Range lists, zero-length functions, linker gc

David Blaikie dblaikie@gmail.com
Thu Jun 25 23:45:54 GMT 2020


On Wed, Jun 24, 2020 at 3:22 PM Mark Wielaard <mark@klomp.org> wrote:
>
> Hi David,
>
> On Fri, 2020-06-19 at 17:46 -0700, David Blaikie via Elfutils-devel wrote:
> > On Fri, Jun 19, 2020 at 5:00 AM Mark Wielaard <mark@klomp.org> wrote:
> > > I think that is kind of the point of Early Debug. Only use DWARF (at
> > > first) for address/range-less data like types and program scope
> > > entries, but don't emit anything (in DWARF format) for things that
> > > might need adjustments during link/LTO phase. The problem with using
> > > DWARF with address (ranges) during early object creation is that the
> > > linker isn't capable to rewrite the DWARF. You'll need a linker plugin
> > > that calls back into the compiler to do the actual LTO and emit the
> > > actual DWARF containing address/ranges (which can then link back to the
> > > already emitted DWARF types/program scope/etc during the Early Debug
> > > phase). I think the issue you are describing is actually that you do
> > > use DWARF to describe function definitions (not just the declarations)
> > > too early. If you aren't sure yet which addresses will be used DWARF
> > > isn't really the appropriate (temporary) debug format.
> >
> > Sorry, I think we keep talking around each other. Not sure if we can
> > reach a good consensus or shared understanding on this topic.
>
> I think the confusion comes from the fact that we seem to cycle through
> a couple of different topics which are related, but not really
> connected directly.
>
> There is the topic of using "tombstones" in place of some pc or range
> attributes/tables in the case of traditional linking separate compile
> units/objects. Where we seem to agree that those are better than
> silently producing bad data, but were we disagree whether there are
> other ways to solve the issue (using comdat section for example, where
> we might see the overhead/gains differently).
>
> There is the topic of LTO where part of the linker optimization is done
> through a (compiler) plugin. Where it isn't clear (to me at least) if
> some of the traditional way of handling DWARF in object files makes
> sense.

Oh - perhaps to clarify: I don't know of any implementation that
creates DWARF in intermediate object files in LTO.

> I would argue that GCC shows that for LTO you need something
> like Early Debug, where you only produce parts of the DWARF early that
> don't contain any addresses or ranges, since you don't know yet where
> code/data will end up till after the actual LTO phase, only after which
> it can be produced.

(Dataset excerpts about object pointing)
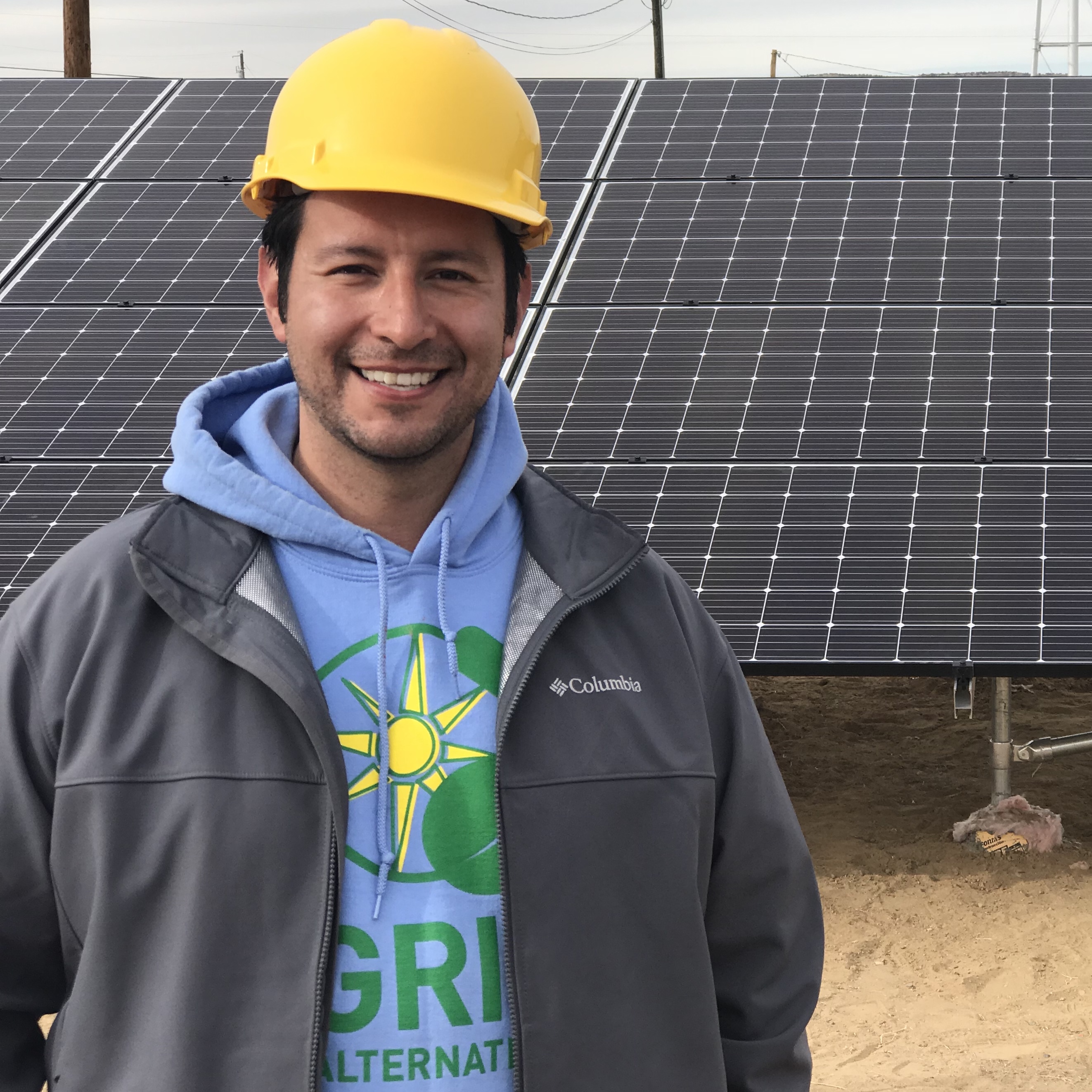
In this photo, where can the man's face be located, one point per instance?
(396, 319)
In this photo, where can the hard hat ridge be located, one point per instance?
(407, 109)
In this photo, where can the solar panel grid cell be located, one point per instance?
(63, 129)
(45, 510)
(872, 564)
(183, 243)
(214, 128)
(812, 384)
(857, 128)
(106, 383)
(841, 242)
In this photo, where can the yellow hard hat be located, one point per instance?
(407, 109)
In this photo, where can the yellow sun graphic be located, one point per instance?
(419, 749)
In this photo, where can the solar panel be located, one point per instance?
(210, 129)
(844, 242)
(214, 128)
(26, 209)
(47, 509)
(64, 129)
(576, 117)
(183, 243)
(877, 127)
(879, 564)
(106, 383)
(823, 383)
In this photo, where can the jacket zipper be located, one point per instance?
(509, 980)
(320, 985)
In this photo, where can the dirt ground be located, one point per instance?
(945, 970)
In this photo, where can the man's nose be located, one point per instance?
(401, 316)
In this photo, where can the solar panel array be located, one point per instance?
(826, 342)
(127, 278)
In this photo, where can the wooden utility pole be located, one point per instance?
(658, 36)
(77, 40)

==

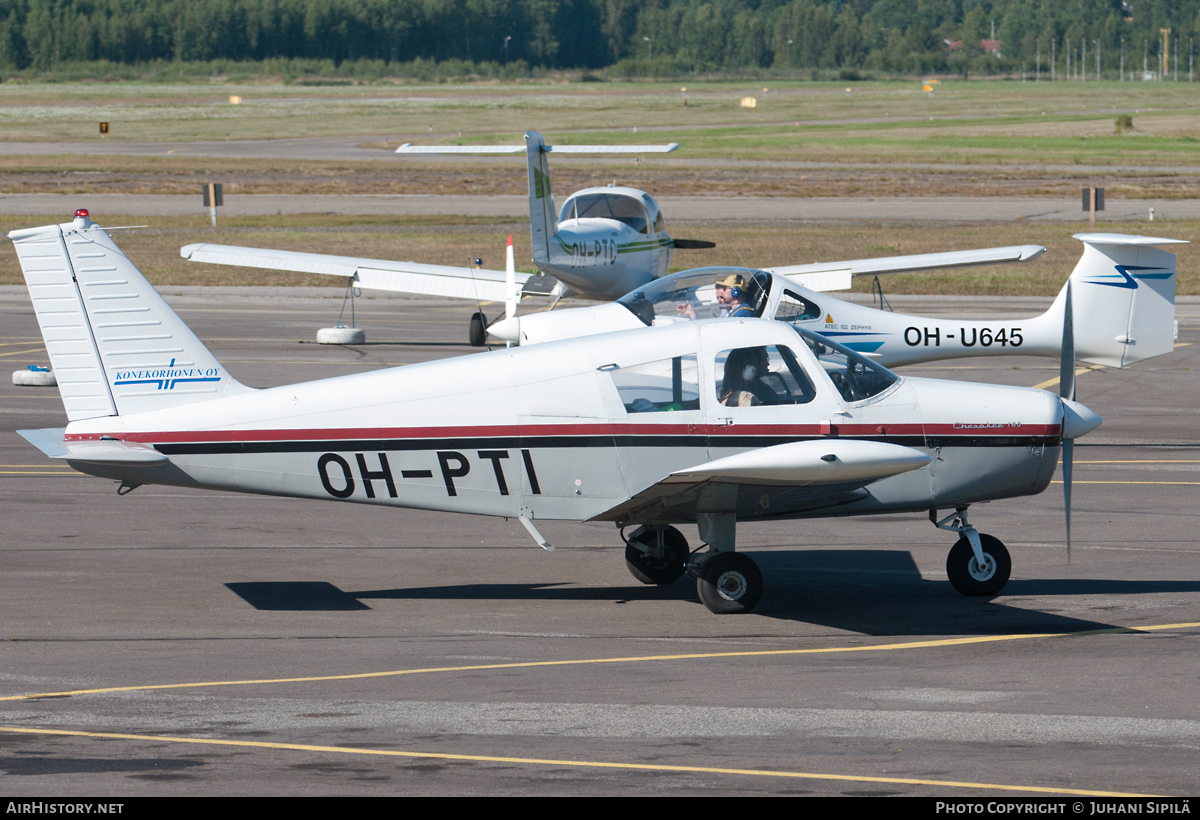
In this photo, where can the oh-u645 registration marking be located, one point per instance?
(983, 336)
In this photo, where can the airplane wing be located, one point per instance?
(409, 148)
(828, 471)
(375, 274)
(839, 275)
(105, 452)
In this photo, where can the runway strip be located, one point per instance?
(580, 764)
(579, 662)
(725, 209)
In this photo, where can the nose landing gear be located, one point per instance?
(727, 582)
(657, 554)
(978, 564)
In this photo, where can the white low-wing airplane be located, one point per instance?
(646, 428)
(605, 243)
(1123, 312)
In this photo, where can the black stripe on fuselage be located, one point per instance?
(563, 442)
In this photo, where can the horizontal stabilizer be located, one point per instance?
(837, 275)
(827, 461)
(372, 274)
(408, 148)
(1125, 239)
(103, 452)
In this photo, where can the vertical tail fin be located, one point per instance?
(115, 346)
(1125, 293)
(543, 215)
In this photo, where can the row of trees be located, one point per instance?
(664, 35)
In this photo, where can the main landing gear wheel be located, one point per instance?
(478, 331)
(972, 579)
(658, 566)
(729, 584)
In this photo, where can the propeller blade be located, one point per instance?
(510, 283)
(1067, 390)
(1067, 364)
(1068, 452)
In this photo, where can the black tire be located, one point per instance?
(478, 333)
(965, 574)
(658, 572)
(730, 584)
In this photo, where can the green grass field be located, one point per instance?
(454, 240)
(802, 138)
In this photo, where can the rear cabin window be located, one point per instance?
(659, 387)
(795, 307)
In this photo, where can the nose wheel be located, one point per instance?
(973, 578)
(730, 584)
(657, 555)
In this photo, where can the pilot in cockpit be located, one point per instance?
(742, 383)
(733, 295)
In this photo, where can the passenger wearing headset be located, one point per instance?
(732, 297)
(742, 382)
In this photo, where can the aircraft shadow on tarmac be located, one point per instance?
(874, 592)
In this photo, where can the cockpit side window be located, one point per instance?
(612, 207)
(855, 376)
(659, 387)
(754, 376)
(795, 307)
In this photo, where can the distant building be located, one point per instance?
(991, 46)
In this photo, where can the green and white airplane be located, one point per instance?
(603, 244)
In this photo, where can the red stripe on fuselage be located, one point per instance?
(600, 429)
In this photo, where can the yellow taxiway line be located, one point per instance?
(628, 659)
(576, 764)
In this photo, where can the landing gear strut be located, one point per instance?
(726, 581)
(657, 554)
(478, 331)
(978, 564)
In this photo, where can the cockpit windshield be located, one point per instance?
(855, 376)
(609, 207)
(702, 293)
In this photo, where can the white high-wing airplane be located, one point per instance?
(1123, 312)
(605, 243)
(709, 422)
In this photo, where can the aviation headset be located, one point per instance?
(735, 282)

JOBS >>
• 1. In the mailing-list thread on DWARF, what does David Blaikie say he doesn't know of any implementation doing?
• 2. Please list every distinct calendar date mentioned in the mailing-list thread on DWARF.
• 3. Carry the mailing-list thread on DWARF forward from its last sentence.

ANSWERS BY TASK >>
• 1. Creating DWARF in intermediate object files in LTO.

• 2. June 19, 2020; June 24, 2020; June 25, 2020

• 3.
Yeah - I guess that's the point of the name "Early Debug" - it's
earlier than usual, rather than making the rest later than usual.

In LLVM's implementation the faux .o files in LTO contain no DWARF
whatsoever - but a semantic representation something like DWARF
intended to be manipulated by compiler optimizations and designed to
drop unreferenced portions as optimizations make changes. (if you
inline and optimize away a function call, that function may get
dropped - then no DWARF is emitted for it, same as if it were never
called)

Yeah, it'd be theoretically possible to create all the DWARF up-front,
use loclists and rnglists for /everything/ (because you wouldn't know
if a variable would have a single location or multiple until after
optimizations) and then fill in those loclists and rnglists
post-optimization. I don't know of any implementation that does that,
though - it'd make for very verbose DWARF, and I agree with you that
that wouldn't be great - I think the only point of conflict there is:
I don't think that's a concern that's actually manifesting in DWARF
producers today. Certainly not in LLVM & doesn't sound like it is in
GCC.

I think there's enough incentive for compiler performance - not to
produce loads of duplicate DWARF, and to have a fairly
compact/optimizable intermediate representation - there was a lot of
work that went into changing LLVM's representation to be more amenable
to LTO to ensure things got dropped and deduplicated as soon as
possible.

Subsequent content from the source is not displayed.